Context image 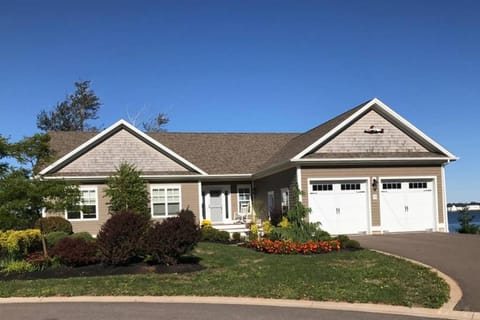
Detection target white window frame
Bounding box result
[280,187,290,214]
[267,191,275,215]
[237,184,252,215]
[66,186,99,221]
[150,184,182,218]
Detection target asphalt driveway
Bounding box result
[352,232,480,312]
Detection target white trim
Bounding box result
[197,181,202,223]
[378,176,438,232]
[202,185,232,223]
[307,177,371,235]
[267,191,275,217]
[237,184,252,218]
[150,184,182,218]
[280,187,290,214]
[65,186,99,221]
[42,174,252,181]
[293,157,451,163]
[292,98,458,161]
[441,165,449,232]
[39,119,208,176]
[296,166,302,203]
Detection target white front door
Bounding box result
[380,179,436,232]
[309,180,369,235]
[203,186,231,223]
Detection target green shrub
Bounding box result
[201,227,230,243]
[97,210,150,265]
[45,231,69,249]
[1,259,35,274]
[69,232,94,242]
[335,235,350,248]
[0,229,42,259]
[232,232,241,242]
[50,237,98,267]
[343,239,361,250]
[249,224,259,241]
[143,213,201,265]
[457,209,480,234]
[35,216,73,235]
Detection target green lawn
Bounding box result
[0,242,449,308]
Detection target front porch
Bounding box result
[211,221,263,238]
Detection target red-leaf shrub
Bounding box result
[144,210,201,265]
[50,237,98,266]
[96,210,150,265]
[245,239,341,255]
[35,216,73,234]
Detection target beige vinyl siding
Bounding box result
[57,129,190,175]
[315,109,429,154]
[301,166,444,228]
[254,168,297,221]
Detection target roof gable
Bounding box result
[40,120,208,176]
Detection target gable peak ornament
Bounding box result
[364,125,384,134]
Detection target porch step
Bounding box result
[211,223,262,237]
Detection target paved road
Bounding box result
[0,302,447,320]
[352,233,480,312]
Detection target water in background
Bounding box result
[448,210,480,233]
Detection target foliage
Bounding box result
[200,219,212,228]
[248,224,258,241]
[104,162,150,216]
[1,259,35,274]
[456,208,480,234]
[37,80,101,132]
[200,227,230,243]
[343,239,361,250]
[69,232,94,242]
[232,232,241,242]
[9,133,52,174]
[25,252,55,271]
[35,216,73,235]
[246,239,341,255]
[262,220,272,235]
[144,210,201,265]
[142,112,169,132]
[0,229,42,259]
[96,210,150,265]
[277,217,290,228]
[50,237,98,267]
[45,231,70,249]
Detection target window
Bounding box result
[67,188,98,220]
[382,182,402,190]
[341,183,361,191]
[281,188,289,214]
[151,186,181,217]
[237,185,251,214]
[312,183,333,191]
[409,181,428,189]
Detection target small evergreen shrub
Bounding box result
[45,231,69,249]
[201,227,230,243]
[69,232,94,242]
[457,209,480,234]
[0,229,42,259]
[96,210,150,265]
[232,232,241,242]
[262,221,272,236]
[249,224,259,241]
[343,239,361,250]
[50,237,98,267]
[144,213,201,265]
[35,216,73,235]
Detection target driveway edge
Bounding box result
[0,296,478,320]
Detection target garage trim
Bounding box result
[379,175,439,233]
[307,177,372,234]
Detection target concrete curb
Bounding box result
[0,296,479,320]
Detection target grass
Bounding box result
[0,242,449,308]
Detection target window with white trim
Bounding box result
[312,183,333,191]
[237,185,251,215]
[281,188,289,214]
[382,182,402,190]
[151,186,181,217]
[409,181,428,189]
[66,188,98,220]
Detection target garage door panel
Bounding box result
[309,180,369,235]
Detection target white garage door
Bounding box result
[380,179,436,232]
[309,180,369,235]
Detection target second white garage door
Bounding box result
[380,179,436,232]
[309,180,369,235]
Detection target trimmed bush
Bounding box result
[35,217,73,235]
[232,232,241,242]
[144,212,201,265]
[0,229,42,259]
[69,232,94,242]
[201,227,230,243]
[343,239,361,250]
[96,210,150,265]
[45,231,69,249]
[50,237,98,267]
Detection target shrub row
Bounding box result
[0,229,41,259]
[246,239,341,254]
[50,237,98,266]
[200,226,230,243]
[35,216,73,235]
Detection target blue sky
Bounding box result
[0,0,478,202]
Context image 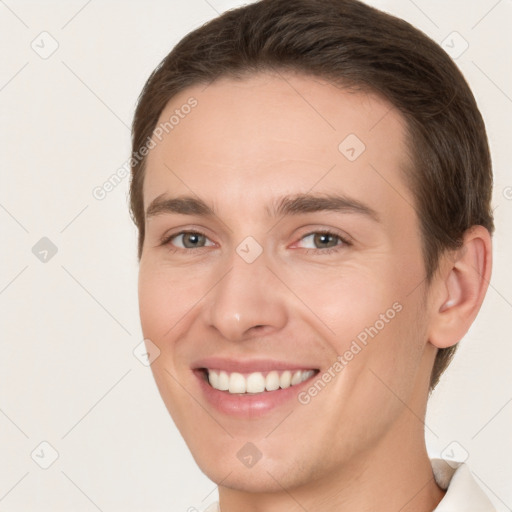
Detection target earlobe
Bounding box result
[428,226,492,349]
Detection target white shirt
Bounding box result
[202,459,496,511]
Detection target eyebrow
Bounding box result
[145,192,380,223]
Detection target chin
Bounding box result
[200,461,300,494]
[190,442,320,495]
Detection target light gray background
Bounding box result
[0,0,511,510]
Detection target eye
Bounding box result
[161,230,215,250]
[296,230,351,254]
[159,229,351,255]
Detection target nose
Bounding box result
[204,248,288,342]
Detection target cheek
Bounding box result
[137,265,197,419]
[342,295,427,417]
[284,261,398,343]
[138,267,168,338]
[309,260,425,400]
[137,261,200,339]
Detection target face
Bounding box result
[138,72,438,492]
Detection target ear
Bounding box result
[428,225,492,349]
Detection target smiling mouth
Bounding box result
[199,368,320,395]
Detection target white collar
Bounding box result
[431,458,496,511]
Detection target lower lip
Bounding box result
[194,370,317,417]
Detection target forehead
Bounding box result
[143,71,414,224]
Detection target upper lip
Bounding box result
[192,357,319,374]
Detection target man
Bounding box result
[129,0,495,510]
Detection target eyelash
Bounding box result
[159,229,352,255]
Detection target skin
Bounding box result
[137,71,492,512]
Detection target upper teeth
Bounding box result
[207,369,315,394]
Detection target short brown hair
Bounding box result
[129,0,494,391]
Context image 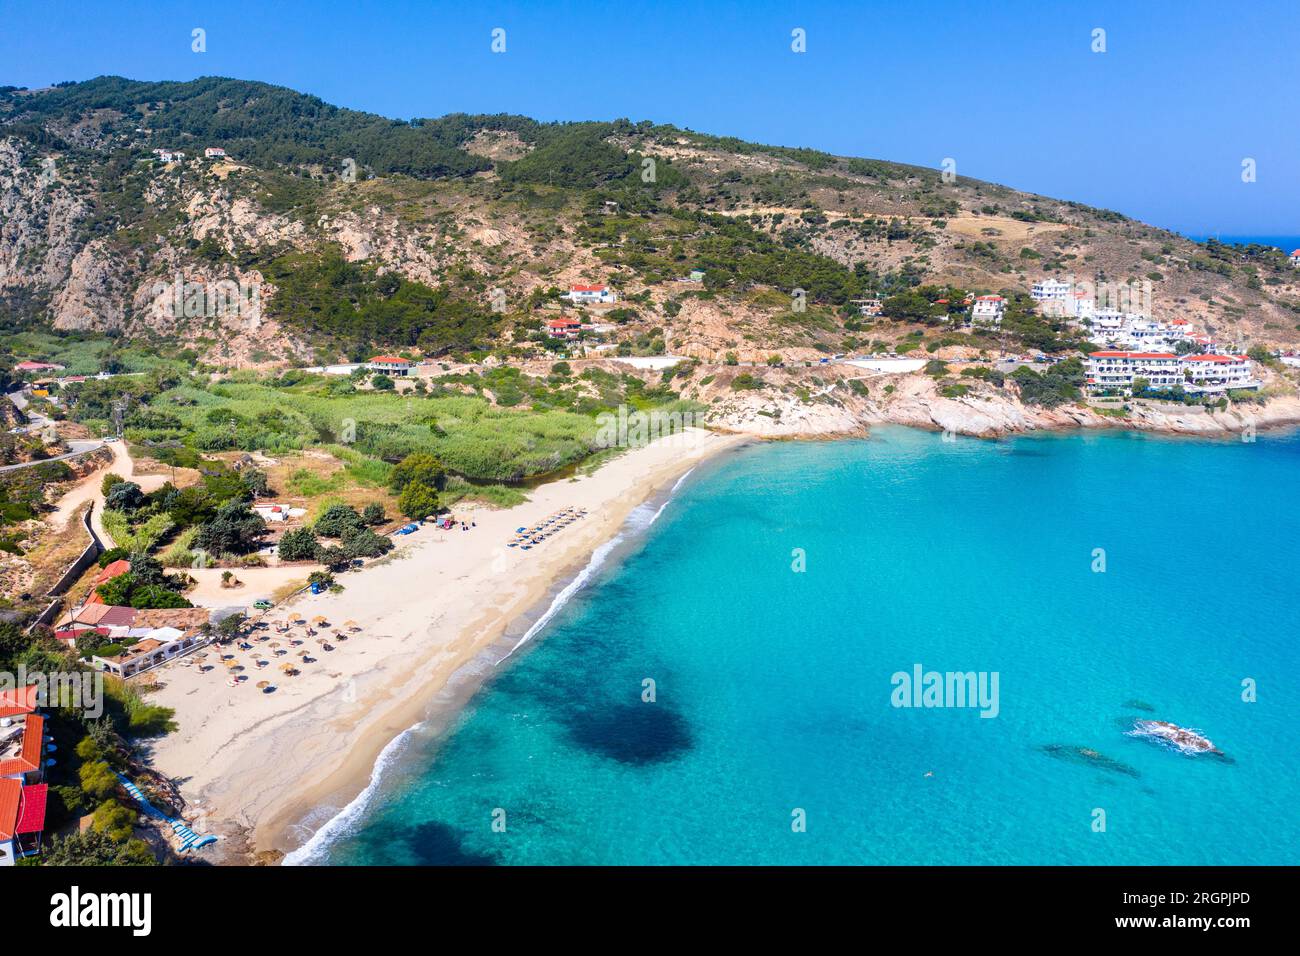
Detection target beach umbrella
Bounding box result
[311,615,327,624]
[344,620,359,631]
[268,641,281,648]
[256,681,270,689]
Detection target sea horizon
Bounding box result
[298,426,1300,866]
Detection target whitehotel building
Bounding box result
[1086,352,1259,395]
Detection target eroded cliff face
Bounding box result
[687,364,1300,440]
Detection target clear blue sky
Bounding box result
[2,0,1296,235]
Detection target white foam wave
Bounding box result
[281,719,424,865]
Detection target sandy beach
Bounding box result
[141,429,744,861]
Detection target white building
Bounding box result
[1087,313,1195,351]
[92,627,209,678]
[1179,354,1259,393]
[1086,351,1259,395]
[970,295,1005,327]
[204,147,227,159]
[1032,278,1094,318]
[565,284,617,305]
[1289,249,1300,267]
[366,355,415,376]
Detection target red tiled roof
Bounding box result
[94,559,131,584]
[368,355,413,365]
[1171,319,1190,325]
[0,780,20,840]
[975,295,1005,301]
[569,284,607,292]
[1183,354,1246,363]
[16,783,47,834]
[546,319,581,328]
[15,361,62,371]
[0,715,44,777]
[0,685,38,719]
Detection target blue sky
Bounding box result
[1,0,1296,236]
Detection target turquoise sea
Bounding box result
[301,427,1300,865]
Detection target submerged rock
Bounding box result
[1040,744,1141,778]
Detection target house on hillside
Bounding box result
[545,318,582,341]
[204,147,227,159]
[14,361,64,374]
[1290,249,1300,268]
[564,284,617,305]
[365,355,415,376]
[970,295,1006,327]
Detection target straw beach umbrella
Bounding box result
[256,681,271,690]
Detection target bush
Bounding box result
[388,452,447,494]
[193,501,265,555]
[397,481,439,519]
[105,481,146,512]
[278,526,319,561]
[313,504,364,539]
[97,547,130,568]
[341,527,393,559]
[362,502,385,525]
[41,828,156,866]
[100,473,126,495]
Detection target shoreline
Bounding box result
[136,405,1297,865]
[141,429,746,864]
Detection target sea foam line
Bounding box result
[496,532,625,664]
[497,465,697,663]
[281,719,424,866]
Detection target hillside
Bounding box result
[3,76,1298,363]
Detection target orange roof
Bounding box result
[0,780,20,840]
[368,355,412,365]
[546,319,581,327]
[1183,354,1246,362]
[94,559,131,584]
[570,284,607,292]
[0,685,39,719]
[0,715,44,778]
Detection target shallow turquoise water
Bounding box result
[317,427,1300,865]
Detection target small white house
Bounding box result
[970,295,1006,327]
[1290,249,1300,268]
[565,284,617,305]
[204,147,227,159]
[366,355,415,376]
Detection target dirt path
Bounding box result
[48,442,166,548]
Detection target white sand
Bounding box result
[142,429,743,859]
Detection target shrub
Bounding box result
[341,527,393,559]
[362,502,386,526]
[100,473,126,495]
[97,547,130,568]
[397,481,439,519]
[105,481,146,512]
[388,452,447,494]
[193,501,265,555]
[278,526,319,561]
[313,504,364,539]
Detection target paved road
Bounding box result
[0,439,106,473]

##############################

Only the number is wanted: how many lines in the listing contain the word "roof"?

3